(Object pointing dataset entries)
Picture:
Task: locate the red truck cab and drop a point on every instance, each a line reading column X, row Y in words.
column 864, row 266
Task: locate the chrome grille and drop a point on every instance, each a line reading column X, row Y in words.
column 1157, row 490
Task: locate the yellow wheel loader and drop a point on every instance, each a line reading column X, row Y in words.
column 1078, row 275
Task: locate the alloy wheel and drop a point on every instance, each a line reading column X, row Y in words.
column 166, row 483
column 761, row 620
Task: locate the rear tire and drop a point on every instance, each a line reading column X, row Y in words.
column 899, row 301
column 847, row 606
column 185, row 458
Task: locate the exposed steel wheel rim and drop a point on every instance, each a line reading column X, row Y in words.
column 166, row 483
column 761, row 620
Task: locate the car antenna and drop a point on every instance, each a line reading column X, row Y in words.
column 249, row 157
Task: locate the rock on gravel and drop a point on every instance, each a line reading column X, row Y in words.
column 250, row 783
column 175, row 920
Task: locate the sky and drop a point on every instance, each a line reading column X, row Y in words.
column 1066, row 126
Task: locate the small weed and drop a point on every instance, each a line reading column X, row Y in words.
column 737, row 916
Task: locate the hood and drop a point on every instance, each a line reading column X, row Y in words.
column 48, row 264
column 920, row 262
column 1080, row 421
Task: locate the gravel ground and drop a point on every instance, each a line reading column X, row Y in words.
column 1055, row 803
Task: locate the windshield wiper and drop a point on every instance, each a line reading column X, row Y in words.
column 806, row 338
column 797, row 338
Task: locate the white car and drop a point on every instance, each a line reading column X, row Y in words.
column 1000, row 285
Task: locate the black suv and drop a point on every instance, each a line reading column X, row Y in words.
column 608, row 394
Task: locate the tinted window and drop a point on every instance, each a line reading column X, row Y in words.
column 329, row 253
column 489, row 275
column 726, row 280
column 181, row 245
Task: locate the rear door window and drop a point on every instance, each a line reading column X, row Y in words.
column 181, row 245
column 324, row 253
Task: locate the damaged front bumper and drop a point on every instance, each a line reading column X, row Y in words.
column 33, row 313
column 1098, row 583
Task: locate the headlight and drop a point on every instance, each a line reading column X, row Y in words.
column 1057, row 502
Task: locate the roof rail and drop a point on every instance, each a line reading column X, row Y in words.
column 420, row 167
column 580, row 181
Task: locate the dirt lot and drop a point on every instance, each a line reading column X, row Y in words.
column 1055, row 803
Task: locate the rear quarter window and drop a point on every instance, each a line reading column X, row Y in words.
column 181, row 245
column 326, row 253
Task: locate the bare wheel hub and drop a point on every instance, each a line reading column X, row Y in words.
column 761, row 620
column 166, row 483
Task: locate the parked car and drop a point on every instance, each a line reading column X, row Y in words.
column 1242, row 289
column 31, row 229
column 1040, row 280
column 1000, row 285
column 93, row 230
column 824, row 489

● GOAL
Please copy out all the entries above, replacing "drop a point" with "place a marker" everywhere it appears and leaving everything else unchanged.

● EXPECTED ANSWER
Picture:
Task: locate the red truck cab and place a marker on every instance, each a line reading column X, row Y in words.
column 864, row 266
Task: locate the chrome grille and place a marker on every instance, each a line reading column X, row Y in words.
column 1157, row 490
Task: locate the yellow wheel loader and place a marker on every instance, each a line reading column X, row Y in words.
column 1078, row 275
Task: locate the alloy wheel and place a marker on every instance, each a line reading column X, row Y in words.
column 166, row 483
column 761, row 620
Task: locate the rear tire and place a marker on every instance, each a line reading column X, row Y in words.
column 899, row 301
column 847, row 606
column 185, row 458
Task: locate the exposed steel wheel rim and place a marker on every instance, each a line reading column X, row Y in words.
column 166, row 483
column 761, row 620
Task: locate the car antenna and place a marker on every instance, each a line reading column X, row Y in words.
column 249, row 157
Task: locate the rock on gravel and place a marker on every instance, each a line reading column X, row Y in words.
column 250, row 783
column 175, row 920
Task: locate the sky and place a marker on every instance, each a line reading column X, row Y in words.
column 1066, row 126
Task: locate the small weed and place a marker on every instance, each a line reading column X, row Y in words.
column 737, row 916
Task: locate the hood and place a marker on every instance, each a line reading column X, row Y in words.
column 48, row 264
column 920, row 262
column 1080, row 421
Task: locate the gravel ground and place a marker on every instance, each a line reading column X, row Y in words.
column 1055, row 803
Task: locate the windshield wiper and place a marker on every instance, each a line reading column X, row Y in words.
column 806, row 338
column 797, row 338
Task: locate the white car and place a marker on every instance, each a line reading column X, row Y in words.
column 1000, row 285
Task: locate the black suv and place a marker on every instance, each a line reading column X, row Y in words.
column 608, row 394
Task: locate the tinted window and place a marker on every instance, each a line reading column X, row Y in words.
column 329, row 253
column 489, row 275
column 726, row 280
column 181, row 245
Task: locate the rear door window and place a marker on every instance, each a line reading column X, row Y in words.
column 181, row 245
column 324, row 253
Task: locate the damaged front bumper and place a marker on every instance, each a line reading column X, row Y in words.
column 33, row 313
column 1098, row 583
Task: locate the headlight and place a marker on every instance, each a line reading column X, row Y in words.
column 1057, row 502
Task: locate the roof rail and place a marker on every instance, each a line reading column X, row Y in words.
column 420, row 167
column 580, row 181
Task: locate the dirt lot and place a marker on every instance, each a line reading column X, row Y in words.
column 1055, row 803
Task: locate the rear quarter window and place a marker on every instance, each a line reading column X, row Y in words.
column 181, row 245
column 326, row 253
Task: locate the bare wheel hub and place a marker on every instance, each a line reading column X, row Y in words.
column 761, row 620
column 166, row 483
Task: locate the parked car and place a marker on every instance, each a line reading column X, row Y in words.
column 1242, row 289
column 31, row 229
column 1040, row 280
column 1000, row 285
column 93, row 230
column 824, row 489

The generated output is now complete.